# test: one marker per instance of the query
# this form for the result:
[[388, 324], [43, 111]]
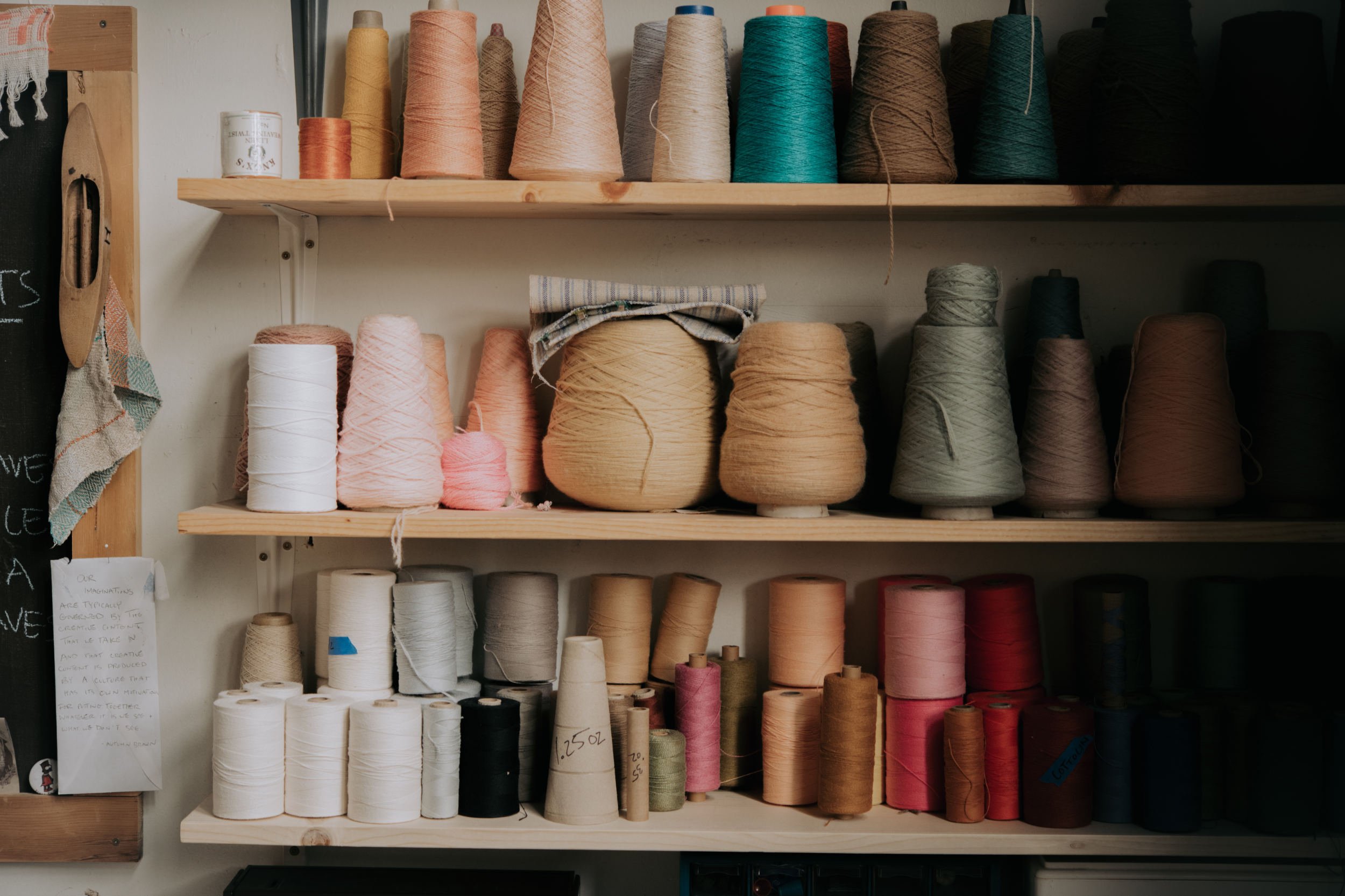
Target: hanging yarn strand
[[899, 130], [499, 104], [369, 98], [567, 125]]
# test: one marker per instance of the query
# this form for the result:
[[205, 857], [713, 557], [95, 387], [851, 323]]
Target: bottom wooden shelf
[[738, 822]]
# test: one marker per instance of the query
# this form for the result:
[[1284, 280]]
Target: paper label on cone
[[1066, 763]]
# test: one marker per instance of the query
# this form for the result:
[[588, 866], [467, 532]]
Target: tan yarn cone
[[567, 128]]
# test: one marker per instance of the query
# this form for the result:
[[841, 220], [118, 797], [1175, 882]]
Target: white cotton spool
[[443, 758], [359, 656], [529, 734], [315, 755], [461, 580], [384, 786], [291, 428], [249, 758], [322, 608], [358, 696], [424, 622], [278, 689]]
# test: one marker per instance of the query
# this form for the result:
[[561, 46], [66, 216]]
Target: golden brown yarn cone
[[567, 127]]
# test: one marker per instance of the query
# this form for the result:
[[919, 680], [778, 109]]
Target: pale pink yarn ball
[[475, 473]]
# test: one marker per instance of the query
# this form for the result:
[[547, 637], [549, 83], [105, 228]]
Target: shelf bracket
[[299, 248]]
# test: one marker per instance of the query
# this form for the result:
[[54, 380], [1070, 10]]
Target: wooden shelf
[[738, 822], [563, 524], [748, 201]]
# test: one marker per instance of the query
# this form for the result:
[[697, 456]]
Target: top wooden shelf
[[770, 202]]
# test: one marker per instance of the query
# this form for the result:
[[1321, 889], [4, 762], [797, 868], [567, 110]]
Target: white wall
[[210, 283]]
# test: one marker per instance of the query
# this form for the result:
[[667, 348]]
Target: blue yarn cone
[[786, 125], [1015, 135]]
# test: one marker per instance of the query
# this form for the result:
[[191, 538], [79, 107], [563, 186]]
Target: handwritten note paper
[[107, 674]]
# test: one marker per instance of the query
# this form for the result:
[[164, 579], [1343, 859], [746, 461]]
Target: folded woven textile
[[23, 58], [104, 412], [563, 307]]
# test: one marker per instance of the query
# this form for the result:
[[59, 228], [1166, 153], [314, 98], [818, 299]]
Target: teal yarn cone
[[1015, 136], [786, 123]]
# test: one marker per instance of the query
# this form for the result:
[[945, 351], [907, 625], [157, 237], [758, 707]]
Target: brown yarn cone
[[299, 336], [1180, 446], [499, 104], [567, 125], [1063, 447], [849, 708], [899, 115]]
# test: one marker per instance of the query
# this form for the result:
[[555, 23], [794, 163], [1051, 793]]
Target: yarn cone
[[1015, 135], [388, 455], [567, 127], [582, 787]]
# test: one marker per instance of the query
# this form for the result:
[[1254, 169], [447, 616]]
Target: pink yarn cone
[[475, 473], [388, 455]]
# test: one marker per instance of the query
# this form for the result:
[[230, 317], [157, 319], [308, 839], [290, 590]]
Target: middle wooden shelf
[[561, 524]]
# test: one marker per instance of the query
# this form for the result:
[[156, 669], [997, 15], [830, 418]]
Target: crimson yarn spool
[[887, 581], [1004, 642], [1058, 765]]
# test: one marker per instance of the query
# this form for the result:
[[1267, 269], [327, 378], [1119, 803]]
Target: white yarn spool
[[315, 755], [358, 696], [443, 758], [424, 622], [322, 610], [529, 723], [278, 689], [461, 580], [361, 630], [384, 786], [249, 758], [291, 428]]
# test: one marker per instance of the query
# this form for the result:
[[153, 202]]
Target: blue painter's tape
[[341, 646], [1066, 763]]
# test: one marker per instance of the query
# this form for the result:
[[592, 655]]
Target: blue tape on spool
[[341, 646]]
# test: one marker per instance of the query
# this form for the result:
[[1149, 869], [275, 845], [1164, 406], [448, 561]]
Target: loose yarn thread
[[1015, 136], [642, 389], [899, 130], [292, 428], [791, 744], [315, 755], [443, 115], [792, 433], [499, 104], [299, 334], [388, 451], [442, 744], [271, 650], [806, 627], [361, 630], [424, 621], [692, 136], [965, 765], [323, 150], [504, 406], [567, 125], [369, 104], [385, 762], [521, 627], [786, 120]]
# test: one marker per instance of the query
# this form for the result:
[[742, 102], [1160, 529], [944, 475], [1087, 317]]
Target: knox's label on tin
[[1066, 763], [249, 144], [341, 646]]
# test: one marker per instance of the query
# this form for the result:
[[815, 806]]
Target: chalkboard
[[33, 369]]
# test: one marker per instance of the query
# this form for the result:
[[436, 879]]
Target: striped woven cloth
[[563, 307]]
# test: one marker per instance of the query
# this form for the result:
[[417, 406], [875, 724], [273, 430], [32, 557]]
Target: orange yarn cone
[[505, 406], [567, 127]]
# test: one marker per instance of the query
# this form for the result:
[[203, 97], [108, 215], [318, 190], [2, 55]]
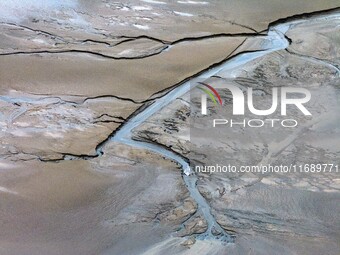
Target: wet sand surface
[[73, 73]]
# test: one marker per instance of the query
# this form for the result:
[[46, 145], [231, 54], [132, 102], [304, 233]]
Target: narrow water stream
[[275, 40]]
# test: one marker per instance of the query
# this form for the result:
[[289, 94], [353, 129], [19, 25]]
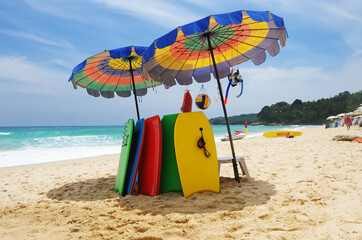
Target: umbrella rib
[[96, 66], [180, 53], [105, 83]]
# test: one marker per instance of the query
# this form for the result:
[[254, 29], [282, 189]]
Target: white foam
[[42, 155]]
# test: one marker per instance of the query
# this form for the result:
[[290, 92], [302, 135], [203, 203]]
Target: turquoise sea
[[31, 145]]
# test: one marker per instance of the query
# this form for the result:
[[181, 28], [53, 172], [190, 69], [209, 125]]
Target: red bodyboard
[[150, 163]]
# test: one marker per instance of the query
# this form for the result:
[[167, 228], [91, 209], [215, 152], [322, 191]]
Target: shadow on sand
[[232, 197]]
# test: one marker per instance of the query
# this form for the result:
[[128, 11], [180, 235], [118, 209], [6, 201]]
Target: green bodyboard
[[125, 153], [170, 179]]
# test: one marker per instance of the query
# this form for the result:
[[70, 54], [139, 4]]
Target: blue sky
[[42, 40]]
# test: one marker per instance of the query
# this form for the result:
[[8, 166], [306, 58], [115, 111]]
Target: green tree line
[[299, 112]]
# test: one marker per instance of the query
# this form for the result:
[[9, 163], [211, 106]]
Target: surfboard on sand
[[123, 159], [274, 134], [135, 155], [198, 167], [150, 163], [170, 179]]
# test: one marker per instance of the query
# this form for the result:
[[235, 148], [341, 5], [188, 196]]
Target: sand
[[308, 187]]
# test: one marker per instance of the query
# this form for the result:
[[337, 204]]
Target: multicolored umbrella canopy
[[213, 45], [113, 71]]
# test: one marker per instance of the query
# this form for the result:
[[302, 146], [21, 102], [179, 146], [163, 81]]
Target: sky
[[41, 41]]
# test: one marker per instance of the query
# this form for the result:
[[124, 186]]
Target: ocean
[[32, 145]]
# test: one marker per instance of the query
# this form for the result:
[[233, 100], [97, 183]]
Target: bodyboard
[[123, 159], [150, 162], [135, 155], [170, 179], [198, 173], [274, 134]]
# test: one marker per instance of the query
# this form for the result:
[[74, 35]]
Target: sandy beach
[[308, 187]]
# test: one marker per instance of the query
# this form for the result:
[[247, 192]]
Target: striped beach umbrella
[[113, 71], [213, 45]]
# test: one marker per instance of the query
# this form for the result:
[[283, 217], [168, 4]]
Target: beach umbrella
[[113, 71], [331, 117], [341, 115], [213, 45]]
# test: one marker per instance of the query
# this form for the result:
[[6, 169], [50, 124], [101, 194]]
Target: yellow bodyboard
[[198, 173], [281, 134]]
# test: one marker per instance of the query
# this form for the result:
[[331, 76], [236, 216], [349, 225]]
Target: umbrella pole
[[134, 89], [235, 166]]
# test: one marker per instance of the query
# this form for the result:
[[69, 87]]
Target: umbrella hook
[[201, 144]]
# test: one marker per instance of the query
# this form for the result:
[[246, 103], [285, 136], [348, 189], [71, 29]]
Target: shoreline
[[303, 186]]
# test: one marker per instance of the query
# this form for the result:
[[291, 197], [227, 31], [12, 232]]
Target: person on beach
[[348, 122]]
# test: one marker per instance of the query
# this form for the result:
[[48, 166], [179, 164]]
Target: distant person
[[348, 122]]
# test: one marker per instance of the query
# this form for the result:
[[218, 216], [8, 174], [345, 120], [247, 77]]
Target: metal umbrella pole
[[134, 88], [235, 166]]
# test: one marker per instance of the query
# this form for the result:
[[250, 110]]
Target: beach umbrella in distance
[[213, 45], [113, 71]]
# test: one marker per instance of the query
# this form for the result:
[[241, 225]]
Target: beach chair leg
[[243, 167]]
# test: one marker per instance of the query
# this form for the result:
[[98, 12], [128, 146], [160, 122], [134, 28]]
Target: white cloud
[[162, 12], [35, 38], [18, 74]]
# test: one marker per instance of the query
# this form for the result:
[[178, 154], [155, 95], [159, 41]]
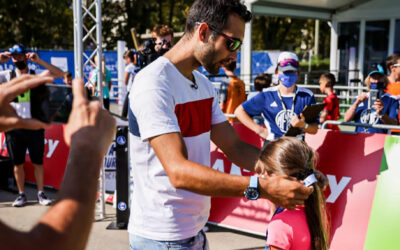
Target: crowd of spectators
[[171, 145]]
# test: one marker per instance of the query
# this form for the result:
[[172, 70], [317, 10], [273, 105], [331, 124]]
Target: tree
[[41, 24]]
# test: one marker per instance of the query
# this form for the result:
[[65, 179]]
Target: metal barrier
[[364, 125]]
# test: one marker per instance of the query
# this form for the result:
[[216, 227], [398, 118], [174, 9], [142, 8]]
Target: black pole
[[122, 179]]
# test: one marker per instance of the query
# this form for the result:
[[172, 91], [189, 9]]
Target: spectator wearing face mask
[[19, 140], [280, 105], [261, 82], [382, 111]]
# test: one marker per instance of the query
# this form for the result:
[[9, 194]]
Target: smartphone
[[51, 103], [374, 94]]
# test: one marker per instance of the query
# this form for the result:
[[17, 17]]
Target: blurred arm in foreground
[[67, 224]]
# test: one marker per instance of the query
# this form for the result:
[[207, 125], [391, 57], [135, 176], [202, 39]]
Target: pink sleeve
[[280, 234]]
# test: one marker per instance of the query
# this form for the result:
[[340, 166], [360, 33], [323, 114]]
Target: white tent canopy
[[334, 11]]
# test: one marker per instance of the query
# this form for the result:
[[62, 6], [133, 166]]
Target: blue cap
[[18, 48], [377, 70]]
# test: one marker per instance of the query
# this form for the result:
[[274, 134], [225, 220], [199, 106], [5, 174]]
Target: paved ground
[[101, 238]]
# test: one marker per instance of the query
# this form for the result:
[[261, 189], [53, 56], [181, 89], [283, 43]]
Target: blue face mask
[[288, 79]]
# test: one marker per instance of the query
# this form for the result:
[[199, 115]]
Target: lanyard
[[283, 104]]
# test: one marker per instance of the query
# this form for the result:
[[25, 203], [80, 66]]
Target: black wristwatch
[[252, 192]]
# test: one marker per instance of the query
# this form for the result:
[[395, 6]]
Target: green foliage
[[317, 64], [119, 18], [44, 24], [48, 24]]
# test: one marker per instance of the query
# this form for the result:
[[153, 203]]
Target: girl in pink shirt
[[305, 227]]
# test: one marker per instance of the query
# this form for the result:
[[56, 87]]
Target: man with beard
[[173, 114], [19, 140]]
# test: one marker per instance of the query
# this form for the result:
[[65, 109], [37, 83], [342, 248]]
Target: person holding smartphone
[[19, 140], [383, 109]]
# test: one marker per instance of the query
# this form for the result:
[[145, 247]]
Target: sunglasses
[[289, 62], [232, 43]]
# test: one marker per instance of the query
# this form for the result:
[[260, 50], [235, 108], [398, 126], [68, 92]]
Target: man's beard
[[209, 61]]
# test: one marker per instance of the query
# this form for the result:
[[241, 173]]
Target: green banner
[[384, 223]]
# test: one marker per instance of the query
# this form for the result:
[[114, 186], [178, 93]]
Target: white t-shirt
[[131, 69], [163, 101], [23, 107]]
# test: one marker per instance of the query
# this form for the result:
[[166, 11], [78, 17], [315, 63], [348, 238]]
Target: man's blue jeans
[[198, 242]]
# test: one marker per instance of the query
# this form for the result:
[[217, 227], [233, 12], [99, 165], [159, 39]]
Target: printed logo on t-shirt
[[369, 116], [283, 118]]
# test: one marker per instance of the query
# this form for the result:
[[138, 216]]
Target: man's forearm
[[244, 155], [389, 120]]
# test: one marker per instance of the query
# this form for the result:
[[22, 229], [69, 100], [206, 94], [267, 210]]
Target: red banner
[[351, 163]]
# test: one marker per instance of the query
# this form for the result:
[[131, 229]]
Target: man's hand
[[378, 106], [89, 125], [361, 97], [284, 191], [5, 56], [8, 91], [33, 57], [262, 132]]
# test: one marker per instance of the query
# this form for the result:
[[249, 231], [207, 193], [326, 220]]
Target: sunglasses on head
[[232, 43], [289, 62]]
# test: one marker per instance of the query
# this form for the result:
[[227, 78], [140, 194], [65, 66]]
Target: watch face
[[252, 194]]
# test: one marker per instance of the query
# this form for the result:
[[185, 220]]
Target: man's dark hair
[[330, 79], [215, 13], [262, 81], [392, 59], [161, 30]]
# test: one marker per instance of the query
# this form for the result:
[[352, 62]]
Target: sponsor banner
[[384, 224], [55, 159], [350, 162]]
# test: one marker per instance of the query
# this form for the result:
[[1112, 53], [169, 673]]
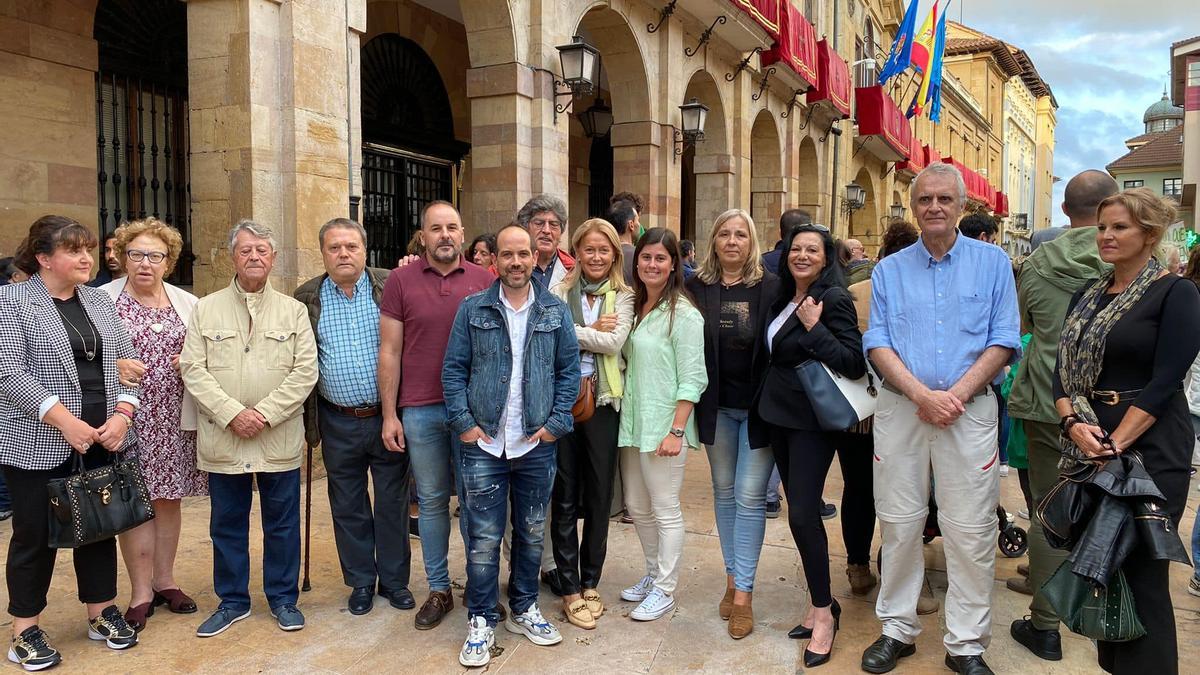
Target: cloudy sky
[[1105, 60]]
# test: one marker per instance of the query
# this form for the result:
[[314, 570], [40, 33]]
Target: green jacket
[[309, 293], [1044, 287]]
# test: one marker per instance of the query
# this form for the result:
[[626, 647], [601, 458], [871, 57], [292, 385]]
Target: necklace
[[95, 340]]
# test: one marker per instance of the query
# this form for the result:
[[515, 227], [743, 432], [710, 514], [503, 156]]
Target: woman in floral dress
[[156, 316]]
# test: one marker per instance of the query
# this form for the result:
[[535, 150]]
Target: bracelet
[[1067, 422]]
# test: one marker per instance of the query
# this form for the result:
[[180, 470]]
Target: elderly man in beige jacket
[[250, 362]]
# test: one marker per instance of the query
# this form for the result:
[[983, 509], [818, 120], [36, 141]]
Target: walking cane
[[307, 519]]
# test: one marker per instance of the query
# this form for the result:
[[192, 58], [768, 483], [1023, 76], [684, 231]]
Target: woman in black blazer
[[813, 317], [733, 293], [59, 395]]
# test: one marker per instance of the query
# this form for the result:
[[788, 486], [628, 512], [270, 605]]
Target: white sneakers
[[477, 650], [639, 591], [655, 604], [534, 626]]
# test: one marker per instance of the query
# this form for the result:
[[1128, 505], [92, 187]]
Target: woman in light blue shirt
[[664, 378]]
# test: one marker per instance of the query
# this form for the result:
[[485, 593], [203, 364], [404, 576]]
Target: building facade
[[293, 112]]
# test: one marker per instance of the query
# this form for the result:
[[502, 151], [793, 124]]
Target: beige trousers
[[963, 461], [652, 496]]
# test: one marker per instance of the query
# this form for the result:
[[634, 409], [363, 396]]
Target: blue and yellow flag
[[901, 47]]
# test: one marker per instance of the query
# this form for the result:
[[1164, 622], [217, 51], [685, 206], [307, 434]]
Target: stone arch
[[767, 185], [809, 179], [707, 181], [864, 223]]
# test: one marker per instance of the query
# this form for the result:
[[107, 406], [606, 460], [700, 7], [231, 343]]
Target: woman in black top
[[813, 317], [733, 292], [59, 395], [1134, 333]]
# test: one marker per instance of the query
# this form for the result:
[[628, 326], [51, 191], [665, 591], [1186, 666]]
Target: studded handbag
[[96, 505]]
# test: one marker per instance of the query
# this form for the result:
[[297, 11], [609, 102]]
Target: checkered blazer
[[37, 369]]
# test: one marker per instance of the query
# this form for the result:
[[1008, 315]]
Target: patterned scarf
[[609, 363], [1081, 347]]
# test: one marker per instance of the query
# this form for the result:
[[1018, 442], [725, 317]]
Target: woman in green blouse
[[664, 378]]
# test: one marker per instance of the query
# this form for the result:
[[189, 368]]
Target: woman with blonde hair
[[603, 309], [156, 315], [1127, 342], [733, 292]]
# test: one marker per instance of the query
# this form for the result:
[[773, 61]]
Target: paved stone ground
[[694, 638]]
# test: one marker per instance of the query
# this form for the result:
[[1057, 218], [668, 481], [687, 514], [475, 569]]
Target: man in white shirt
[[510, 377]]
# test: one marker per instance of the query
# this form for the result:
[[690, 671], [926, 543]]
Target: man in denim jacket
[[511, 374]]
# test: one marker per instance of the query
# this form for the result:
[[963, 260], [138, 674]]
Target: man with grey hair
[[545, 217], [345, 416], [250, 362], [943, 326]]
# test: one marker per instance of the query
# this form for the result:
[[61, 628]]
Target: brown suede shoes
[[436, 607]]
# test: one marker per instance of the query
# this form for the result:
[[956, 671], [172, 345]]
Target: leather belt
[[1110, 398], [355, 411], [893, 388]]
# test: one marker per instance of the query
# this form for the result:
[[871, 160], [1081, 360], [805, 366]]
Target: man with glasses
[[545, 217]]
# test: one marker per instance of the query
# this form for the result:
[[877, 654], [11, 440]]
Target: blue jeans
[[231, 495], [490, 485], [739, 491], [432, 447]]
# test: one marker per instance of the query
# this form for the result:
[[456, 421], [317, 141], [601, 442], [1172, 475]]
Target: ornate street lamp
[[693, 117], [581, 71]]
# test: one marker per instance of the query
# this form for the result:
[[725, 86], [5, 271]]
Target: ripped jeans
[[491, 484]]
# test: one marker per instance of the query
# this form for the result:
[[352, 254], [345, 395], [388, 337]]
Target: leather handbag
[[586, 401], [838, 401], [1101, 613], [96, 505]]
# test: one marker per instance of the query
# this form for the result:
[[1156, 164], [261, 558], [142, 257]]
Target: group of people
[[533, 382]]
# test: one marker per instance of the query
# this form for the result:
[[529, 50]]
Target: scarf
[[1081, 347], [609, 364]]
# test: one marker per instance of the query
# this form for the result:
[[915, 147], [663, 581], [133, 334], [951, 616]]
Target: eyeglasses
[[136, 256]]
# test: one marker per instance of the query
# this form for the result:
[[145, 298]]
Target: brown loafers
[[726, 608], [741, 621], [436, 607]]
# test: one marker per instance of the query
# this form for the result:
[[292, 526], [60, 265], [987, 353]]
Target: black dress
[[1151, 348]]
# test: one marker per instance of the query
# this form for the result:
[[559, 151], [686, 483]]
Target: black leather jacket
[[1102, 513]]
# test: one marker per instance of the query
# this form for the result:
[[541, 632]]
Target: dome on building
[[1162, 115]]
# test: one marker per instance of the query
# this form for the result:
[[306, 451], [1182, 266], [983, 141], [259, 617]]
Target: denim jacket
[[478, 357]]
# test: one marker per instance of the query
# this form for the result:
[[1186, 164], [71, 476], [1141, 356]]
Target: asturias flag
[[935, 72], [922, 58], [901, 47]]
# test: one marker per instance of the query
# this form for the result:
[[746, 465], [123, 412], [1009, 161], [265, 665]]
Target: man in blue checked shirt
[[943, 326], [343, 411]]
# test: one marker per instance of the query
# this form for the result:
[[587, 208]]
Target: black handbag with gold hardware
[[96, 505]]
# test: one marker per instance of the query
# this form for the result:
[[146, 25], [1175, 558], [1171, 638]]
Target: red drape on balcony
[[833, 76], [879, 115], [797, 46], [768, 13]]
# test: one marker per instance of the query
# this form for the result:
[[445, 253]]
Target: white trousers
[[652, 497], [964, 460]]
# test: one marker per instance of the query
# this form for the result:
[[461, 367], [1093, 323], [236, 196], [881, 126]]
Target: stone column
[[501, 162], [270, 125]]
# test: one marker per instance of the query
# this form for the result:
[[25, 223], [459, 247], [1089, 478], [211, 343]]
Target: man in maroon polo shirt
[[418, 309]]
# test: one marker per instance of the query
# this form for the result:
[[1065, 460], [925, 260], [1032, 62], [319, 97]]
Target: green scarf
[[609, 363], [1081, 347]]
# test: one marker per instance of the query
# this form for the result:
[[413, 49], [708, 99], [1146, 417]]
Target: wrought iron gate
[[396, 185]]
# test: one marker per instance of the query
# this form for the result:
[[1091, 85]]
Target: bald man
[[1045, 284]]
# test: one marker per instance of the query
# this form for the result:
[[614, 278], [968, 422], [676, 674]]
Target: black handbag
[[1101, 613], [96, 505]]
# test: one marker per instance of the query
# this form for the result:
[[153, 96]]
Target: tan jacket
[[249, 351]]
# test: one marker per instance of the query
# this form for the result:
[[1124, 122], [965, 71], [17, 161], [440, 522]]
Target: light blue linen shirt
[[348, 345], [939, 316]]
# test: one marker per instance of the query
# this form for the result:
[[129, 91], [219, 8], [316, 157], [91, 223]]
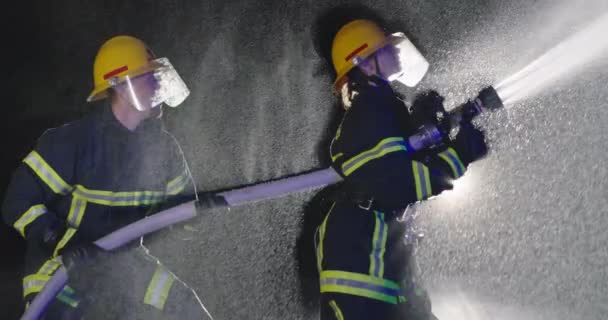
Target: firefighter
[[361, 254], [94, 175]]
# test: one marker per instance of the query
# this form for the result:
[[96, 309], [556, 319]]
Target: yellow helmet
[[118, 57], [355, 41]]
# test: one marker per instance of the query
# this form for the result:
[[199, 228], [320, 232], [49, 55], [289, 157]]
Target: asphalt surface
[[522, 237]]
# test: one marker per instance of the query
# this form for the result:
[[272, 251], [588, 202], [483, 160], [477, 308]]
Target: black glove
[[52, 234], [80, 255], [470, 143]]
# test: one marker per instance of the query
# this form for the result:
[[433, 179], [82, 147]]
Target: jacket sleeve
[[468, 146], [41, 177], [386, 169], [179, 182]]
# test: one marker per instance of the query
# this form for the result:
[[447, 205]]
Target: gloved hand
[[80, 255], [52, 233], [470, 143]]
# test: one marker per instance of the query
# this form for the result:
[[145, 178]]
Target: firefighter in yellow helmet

• [What is asked]: List every line in the entries above that contains the string "flag", matching its case exactly.

• [Exercise answer]:
Target: blue and yellow flag
Target: asturias flag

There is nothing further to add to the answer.